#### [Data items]
* Begin *

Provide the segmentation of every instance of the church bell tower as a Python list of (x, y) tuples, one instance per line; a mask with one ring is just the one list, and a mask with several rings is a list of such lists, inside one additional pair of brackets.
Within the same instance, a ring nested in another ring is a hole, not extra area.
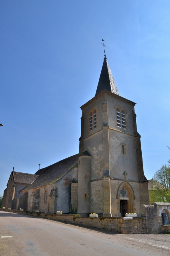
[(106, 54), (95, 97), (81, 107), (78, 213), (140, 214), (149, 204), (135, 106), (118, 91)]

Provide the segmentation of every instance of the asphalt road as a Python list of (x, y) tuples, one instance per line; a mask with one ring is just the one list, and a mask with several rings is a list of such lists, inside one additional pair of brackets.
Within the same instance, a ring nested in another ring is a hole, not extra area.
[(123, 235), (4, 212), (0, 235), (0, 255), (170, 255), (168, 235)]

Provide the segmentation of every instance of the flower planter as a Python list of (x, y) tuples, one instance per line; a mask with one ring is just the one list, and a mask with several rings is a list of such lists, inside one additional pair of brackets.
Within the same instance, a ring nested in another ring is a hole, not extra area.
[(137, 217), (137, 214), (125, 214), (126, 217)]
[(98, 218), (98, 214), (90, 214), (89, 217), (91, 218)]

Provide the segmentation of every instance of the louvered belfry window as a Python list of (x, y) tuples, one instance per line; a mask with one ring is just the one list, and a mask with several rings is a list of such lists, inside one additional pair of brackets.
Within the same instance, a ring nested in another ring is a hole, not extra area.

* End *
* Begin *

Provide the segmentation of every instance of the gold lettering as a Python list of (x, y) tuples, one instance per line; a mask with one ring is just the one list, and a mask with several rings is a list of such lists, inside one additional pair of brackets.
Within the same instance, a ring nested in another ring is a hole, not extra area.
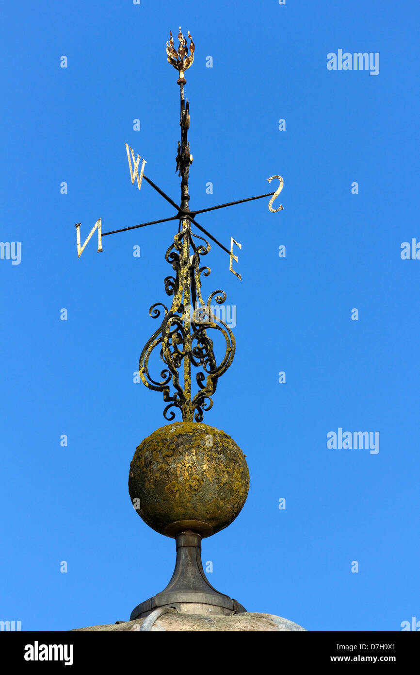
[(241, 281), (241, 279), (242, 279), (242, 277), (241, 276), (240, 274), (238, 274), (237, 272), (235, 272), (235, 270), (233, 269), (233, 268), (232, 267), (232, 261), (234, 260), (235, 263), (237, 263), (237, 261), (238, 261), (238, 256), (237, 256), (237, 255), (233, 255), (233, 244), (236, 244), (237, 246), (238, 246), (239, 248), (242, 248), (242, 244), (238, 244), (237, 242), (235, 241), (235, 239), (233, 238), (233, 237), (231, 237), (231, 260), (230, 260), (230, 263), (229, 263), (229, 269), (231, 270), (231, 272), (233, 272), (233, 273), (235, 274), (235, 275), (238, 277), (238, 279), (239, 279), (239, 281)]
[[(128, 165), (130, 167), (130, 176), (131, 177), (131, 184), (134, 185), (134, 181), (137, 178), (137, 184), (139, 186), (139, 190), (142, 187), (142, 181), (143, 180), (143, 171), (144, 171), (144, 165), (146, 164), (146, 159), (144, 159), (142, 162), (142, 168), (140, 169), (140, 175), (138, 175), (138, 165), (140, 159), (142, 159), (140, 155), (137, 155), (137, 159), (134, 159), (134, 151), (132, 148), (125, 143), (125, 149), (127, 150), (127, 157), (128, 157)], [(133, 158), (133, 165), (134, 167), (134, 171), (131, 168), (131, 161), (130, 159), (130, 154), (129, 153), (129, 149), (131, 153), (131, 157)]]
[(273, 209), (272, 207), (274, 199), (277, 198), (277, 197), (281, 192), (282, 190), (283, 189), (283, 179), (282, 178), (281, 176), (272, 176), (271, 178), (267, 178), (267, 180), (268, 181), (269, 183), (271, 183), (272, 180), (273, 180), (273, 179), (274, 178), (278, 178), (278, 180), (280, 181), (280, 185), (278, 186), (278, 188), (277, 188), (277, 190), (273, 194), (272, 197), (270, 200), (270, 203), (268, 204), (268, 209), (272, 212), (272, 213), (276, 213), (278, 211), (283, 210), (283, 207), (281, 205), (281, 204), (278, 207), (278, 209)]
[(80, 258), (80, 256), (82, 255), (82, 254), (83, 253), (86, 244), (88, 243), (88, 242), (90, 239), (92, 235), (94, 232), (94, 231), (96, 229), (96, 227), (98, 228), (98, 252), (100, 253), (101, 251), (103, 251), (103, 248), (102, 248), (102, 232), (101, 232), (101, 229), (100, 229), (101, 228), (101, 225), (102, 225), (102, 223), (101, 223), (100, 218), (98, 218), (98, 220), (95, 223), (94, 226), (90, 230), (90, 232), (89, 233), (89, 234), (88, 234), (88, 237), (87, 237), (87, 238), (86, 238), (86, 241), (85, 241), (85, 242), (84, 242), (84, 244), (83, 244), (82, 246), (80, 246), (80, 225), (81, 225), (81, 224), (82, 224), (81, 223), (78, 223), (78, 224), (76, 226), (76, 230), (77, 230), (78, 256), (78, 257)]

* End *
* Begin *

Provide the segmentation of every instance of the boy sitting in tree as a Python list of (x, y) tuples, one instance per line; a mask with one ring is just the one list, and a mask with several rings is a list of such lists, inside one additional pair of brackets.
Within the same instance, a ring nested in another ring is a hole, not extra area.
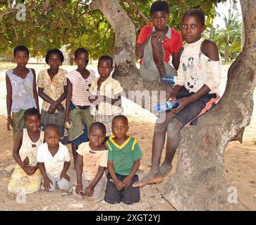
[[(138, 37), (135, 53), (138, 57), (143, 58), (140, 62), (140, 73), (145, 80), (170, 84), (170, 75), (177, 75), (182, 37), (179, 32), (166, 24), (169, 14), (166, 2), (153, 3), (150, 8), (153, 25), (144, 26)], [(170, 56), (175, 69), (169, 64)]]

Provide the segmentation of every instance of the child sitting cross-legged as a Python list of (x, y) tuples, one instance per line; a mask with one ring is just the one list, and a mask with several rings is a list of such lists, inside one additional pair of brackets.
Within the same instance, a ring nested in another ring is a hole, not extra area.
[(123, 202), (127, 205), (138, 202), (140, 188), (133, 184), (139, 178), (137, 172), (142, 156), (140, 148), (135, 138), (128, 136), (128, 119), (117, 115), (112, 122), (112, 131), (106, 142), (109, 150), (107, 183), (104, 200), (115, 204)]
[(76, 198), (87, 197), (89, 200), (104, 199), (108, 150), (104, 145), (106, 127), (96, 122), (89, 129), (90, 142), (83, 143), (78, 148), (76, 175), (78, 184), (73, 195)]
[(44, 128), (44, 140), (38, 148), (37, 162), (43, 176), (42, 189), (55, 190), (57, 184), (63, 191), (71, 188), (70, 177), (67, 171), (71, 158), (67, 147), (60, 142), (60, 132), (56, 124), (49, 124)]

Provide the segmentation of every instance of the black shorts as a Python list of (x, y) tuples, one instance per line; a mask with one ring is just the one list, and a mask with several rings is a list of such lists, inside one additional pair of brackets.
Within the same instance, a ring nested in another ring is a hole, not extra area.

* End *

#### [Short exercise]
Quote word for word the part of the records above that opens with the line containing "Provide the segmentation of every instance of the boy" and closes with the line containing "69), (169, 64)]]", including both of those lines. Leave the pictures out of your answer.

#### [Reply]
Provide the segmentation of every instance of the boy sitting in tree as a Python list of (x, y) tuples, one instance per line; a mask with one ring is just the one list, and a mask with several rings is a list of such lists, inside one additional pair of brackets.
Within the same instance, a ring nested in another ring is a hole, not extra area.
[[(138, 37), (135, 53), (138, 57), (143, 58), (140, 62), (140, 73), (145, 80), (170, 84), (170, 75), (177, 75), (182, 37), (179, 32), (166, 24), (169, 14), (166, 2), (153, 3), (150, 8), (153, 25), (144, 26)], [(170, 56), (175, 69), (169, 64)]]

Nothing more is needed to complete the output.